## Texto fuente
┄┄┄┄┄┄

Actualmente, debido al azote global de una pandemia sin precedentes en la última centuria, los principales países productores de fármacos y de EPP [Equipos de Protección Personal: cubre bocas, guantes, gafas, caretas, batas, etc.] están experimentando una batalla por su producción y acaparamiento en insumos que determinarán, en buena medida, quién vive y quién fallece a causa del coronavirus. Al menos 69 naciones han prohibido o restringido su exportación, derivado del hecho de que todos los países del Planeta demandan exactamente las mismas herramientas para salvar la vida de sus connacionales. Hoy, más que nunca, el libre comercio ha sido suspendido por aquellos que lo difundieron con especial énfasis durante las últimas siete décadas: Estados Unidos prohibió la exportación de tapabocas; la Unión Europea hizo lo mismo con relación a los cubrebocas y EPP; el Reino Unido y Estados Unidos han impedido las exportaciones de hidroxicloroquina, un medicamento originalmente creado para tratar la malaria, y ahora probado por sus posibles efectos benéficos en contra del covid-19. No obstante, este ‘nacionalismo económico’ o autarquía comercial aún no ha auspiciado efectos catastróficos porque, irónicamente, China –productor del 70 por ciento de los ingredientes activos de los medicamentos para atender a los pacientes de coronavirus y, en general, del 80 por ciento de los antibióticos y componentes de una enorme gama de medicamentos– no ha entrado a esta perniciosa dinámica restrictiva. De llegarse a ese punto, estaríamos frente al peor escenario desde la Segunda Gran Guerra: una pandemia altamente mortífera agravada por conflictos bélicos de carácter trasnacional.
Frente a este particular y desafiante contexto, algunos argumentan a favor de la “soberanía farmacéutica”, entendida como la capacidad de un país para producir la totalidad de los medicamentos demandados por la población sin recurrir a su importación. Sin embargo, la escasez de materias primas o ingredientes activos en ciertos países y regiones, así como la compleja y tardía instrumentación industrial requerida para tales efectos, hacen inviable esta respuesta, frente a una pandemia que cobra millares de víctimas en periodos de tiempo cada vez más cortos. Por el contrario, lo que se necesita es cooperación y coordinación internacional. De no ser así, experimentaríamos un auténtico “sálvese quien pueda y como pueda” que, en el mejor de los casos, sólo beneficiaría a algunas potencias, para nulificar el derecho humano a la salud en decenas de países.

┄┄┄┄┄┄

## Filas para revisar
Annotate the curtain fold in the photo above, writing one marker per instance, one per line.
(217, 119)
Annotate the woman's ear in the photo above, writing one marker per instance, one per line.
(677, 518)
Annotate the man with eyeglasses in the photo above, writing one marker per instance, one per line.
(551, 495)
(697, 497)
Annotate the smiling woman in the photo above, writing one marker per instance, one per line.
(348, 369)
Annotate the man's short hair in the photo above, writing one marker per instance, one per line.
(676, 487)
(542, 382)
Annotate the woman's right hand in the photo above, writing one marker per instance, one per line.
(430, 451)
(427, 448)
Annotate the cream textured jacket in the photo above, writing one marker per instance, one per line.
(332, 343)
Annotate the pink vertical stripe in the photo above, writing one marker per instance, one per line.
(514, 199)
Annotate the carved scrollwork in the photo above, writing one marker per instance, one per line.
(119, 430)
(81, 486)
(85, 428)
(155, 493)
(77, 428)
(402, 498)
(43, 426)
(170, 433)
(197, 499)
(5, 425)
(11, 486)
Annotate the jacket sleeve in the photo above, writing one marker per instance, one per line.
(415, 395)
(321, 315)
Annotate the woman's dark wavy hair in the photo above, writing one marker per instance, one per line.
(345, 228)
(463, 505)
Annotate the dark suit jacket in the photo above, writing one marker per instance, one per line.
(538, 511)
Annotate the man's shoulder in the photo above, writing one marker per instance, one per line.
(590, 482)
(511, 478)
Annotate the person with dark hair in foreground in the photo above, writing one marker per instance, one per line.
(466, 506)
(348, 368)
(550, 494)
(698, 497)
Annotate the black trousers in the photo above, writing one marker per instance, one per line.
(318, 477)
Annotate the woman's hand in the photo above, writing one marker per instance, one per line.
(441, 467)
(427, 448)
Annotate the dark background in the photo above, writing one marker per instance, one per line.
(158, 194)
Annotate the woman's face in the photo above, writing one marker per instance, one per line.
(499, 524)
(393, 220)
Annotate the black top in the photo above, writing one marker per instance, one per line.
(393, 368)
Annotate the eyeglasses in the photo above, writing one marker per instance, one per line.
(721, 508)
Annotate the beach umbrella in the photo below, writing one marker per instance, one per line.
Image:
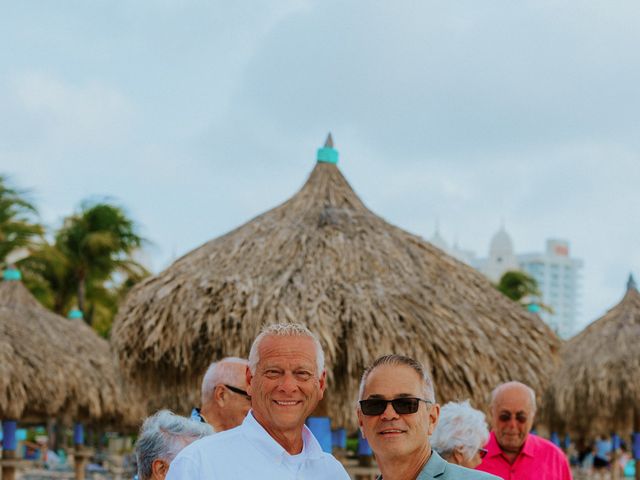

┄┄┄┄┄┄

## Qué hacer
1 - Según el texto fuente, ¿cuántas naciones, como mínimo, han prohibido o restringido la exportación de fármacos y EPP?
2 - Devuelve sin cambios todo el fragmento del texto fuente que va desde "Frente a este" hasta "decenas de países.".

## Soluciones
1 - Al menos 69 naciones.

2 -
Frente a este particular y desafiante contexto, algunos argumentan a favor de la “soberanía farmacéutica”, entendida como la capacidad de un país para producir la totalidad de los medicamentos demandados por la población sin recurrir a su importación. Sin embargo, la escasez de materias primas o ingredientes activos en ciertos países y regiones, así como la compleja y tardía instrumentación industrial requerida para tales efectos, hacen inviable esta respuesta, frente a una pandemia que cobra millares de víctimas en periodos de tiempo cada vez más cortos. Por el contrario, lo que se necesita es cooperación y coordinación internacional. De no ser así, experimentaríamos un auténtico “sálvese quien pueda y como pueda” que, en el mejor de los casos, sólo beneficiaría a algunas potencias, para nulificar el derecho humano a la salud en decenas de países.